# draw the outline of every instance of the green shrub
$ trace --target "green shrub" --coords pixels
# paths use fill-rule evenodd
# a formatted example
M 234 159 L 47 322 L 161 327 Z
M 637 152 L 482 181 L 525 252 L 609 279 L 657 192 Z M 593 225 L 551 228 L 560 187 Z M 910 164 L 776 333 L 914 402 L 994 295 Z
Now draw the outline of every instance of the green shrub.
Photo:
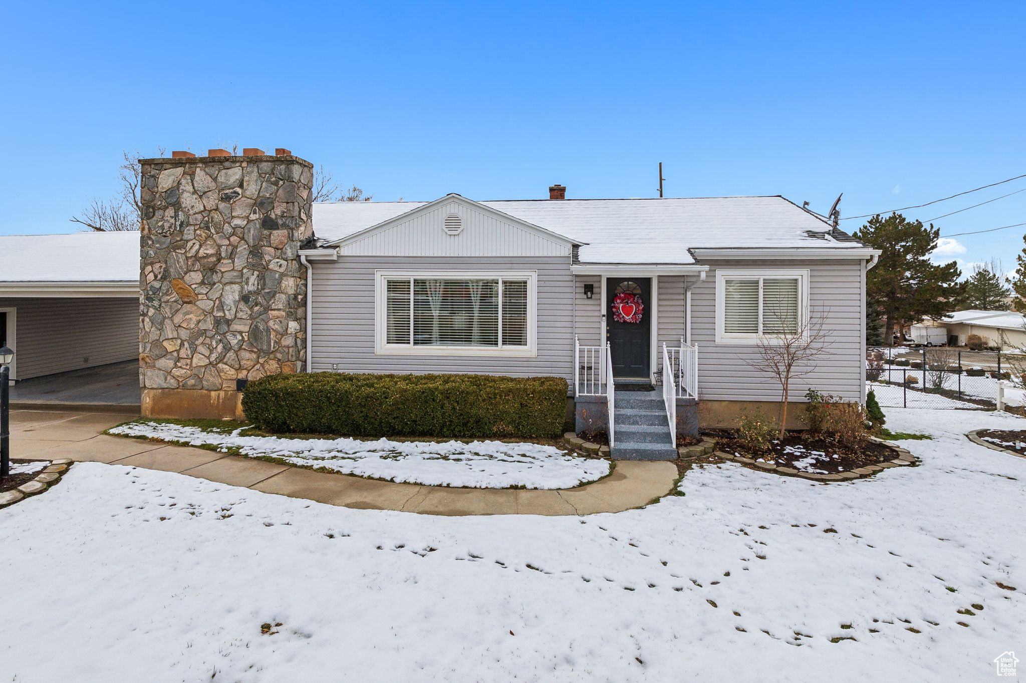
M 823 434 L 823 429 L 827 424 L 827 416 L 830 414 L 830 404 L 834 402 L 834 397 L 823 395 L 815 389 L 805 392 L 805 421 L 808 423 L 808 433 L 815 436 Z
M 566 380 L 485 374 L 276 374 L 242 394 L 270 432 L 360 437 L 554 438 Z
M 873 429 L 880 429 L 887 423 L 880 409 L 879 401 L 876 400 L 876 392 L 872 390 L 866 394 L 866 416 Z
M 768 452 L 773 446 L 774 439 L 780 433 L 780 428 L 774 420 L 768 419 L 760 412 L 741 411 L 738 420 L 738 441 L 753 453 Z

Set problem: Reproduce these lines with each occurrence of "green shrub" changed to "potted fern" and everything else unchanged. Omit the picture from your output.

Result of this exercise:
# draw the outline of every instance of the potted fern
$ trace --target "potted fern" --coords pixels
# paths use fill-rule evenodd
# a formatted example
M 234 159 L 47 322 L 161 327 Z
M 637 152 L 482 181 L 525 252 L 609 279 L 657 192 Z M 593 225 L 551 228 L 560 187 Z M 910 164 L 776 333 L 914 402 L 994 295 Z
Now draw the outline of every instance of the potted fern.
Photo:
M 823 434 L 823 429 L 827 424 L 827 416 L 830 414 L 830 404 L 834 402 L 834 397 L 823 395 L 815 389 L 805 392 L 805 421 L 808 423 L 808 433 L 815 436 Z
M 566 380 L 485 374 L 276 374 L 242 394 L 270 432 L 360 437 L 554 438 Z
M 873 429 L 880 429 L 887 423 L 880 409 L 879 401 L 876 400 L 876 392 L 872 390 L 866 394 L 866 416 Z
M 768 452 L 773 446 L 774 439 L 780 433 L 780 428 L 774 420 L 768 419 L 760 412 L 741 411 L 738 420 L 738 441 L 753 453 Z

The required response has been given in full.